====== Material shown
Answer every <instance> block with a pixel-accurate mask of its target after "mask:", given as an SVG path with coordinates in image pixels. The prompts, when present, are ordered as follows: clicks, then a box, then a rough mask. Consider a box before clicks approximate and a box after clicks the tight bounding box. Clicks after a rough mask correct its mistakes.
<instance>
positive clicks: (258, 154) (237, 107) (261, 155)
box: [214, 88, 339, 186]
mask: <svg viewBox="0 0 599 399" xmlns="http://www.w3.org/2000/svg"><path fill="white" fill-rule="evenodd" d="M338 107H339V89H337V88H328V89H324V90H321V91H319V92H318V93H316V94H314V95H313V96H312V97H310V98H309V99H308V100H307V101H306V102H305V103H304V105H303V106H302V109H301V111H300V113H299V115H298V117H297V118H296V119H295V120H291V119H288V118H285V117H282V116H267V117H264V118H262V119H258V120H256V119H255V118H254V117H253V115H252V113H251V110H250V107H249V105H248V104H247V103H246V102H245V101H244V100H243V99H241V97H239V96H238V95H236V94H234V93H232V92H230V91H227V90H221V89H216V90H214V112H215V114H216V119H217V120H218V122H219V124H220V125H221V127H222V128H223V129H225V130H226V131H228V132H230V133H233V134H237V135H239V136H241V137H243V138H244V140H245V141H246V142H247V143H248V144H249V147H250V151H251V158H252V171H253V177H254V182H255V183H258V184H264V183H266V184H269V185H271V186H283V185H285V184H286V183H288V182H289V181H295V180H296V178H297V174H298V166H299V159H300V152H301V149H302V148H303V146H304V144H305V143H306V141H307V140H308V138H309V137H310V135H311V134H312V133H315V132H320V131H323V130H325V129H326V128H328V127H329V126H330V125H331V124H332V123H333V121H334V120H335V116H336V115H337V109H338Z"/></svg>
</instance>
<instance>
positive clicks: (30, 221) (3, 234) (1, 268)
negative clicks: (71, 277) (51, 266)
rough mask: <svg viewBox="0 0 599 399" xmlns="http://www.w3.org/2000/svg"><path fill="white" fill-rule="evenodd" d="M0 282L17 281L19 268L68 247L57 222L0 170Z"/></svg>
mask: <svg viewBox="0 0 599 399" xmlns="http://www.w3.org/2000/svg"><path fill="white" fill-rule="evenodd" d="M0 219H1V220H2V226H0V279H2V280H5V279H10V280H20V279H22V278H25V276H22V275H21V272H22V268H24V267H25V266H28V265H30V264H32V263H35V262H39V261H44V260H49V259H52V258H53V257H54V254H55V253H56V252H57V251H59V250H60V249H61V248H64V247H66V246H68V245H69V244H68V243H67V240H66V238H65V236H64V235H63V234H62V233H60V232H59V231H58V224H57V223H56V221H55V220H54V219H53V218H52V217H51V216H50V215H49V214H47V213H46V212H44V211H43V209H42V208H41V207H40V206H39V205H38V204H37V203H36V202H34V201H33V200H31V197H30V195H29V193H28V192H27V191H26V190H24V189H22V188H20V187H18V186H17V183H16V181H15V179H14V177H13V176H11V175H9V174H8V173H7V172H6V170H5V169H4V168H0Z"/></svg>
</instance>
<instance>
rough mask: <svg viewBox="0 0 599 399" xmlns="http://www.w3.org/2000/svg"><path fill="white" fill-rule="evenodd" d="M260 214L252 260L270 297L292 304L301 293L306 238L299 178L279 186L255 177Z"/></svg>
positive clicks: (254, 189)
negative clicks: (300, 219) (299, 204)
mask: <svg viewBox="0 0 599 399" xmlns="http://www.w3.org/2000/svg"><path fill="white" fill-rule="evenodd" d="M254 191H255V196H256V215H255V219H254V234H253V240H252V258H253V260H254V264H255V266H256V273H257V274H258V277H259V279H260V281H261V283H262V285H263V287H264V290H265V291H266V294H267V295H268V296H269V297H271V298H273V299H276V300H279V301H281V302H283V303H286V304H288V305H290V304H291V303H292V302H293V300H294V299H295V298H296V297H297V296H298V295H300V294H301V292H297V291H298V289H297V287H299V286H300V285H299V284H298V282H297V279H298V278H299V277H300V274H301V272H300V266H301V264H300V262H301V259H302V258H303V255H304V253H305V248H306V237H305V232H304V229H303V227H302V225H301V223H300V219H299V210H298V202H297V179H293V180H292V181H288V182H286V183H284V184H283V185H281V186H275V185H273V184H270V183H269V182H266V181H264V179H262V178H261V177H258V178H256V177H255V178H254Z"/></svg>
============
● **Activity**:
Print each record again. Nothing may be left out.

● **Written response**:
Answer every <instance> block with a pixel-accurate mask of its target after "mask:", given as an SVG path with coordinates in image pixels. The prompts, when present, are ordered as follows: clicks, then a box, then a rough mask. Consider a box before clicks approximate and a box after clicks the tight bounding box. Clicks after a rough mask correct its mistakes.
<instance>
positive clicks: (258, 154) (237, 107) (261, 155)
box: [214, 88, 339, 186]
mask: <svg viewBox="0 0 599 399" xmlns="http://www.w3.org/2000/svg"><path fill="white" fill-rule="evenodd" d="M338 107H339V89H337V88H328V89H324V90H321V91H319V92H318V93H316V94H314V95H313V96H312V97H310V98H309V99H308V100H307V101H306V102H305V103H304V105H303V106H302V109H301V111H300V113H299V115H298V117H297V118H296V119H295V120H291V119H288V118H285V117H282V116H267V117H264V118H262V119H258V120H256V119H255V118H254V117H253V115H252V113H251V110H250V107H249V105H248V104H247V103H246V102H245V101H244V100H243V99H241V97H239V96H238V95H236V94H234V93H232V92H230V91H227V90H221V89H216V90H214V112H215V114H216V119H217V120H218V122H219V124H220V125H221V127H222V128H223V129H225V130H226V131H228V132H230V133H233V134H237V135H239V136H241V137H243V138H244V140H245V141H246V142H247V143H248V144H249V147H250V151H251V158H252V171H253V177H254V182H255V183H258V184H264V183H266V184H269V185H271V186H283V185H285V184H286V183H288V182H289V181H295V180H296V178H297V174H298V166H299V159H300V152H301V149H302V148H303V146H304V144H305V143H306V141H307V140H308V138H309V137H310V135H311V134H312V133H315V132H320V131H323V130H325V129H326V128H328V127H329V126H330V125H331V124H332V123H333V121H334V120H335V116H336V115H337V109H338Z"/></svg>
</instance>
<instance>
positive clicks: (30, 221) (3, 234) (1, 268)
negative clicks: (71, 277) (51, 266)
rough mask: <svg viewBox="0 0 599 399" xmlns="http://www.w3.org/2000/svg"><path fill="white" fill-rule="evenodd" d="M0 282L17 281L19 268L68 247L57 222L0 170Z"/></svg>
mask: <svg viewBox="0 0 599 399" xmlns="http://www.w3.org/2000/svg"><path fill="white" fill-rule="evenodd" d="M0 219H1V220H2V226H0V279H2V280H5V279H10V280H20V279H22V278H25V276H22V275H21V272H22V268H24V267H25V266H28V265H30V264H32V263H35V262H39V261H44V260H49V259H52V258H53V257H54V254H55V253H56V252H57V251H59V250H60V249H61V248H64V247H66V246H68V245H69V244H68V243H67V240H66V238H65V236H64V235H63V234H62V233H60V232H59V231H58V224H57V223H56V221H55V220H54V219H53V218H52V217H51V216H50V215H49V214H47V213H46V212H44V211H43V209H42V208H41V207H40V206H39V205H38V204H37V203H36V202H34V201H33V200H31V197H30V195H29V193H28V192H27V191H26V190H24V189H22V188H20V187H18V186H17V183H16V181H15V179H14V177H13V176H11V175H9V174H8V173H7V172H6V170H5V169H4V168H0Z"/></svg>
</instance>
<instance>
rough mask: <svg viewBox="0 0 599 399" xmlns="http://www.w3.org/2000/svg"><path fill="white" fill-rule="evenodd" d="M260 214L252 260L270 297L292 304L301 293L306 238L299 178L279 186L255 177Z"/></svg>
positive clicks: (254, 189)
negative clicks: (300, 219) (299, 204)
mask: <svg viewBox="0 0 599 399" xmlns="http://www.w3.org/2000/svg"><path fill="white" fill-rule="evenodd" d="M254 191H255V196H256V215H255V219H254V234H253V240H252V258H253V260H254V264H255V266H256V273H257V274H258V277H259V279H260V281H261V283H262V285H263V287H264V290H265V291H266V294H267V295H268V296H269V297H271V298H273V299H276V300H279V301H281V302H283V303H286V304H288V305H290V304H291V303H292V302H293V300H294V299H295V298H296V297H297V296H298V295H300V294H301V292H297V291H298V289H297V287H299V286H300V285H299V284H298V282H297V279H298V278H299V277H300V274H301V272H300V266H301V264H300V262H301V259H302V258H303V255H304V253H305V248H306V237H305V232H304V229H303V227H302V225H301V223H300V219H299V210H298V202H297V179H293V180H292V181H288V182H286V183H284V184H283V185H281V186H275V185H273V184H270V183H269V182H266V181H264V179H262V178H261V177H258V178H256V177H255V178H254Z"/></svg>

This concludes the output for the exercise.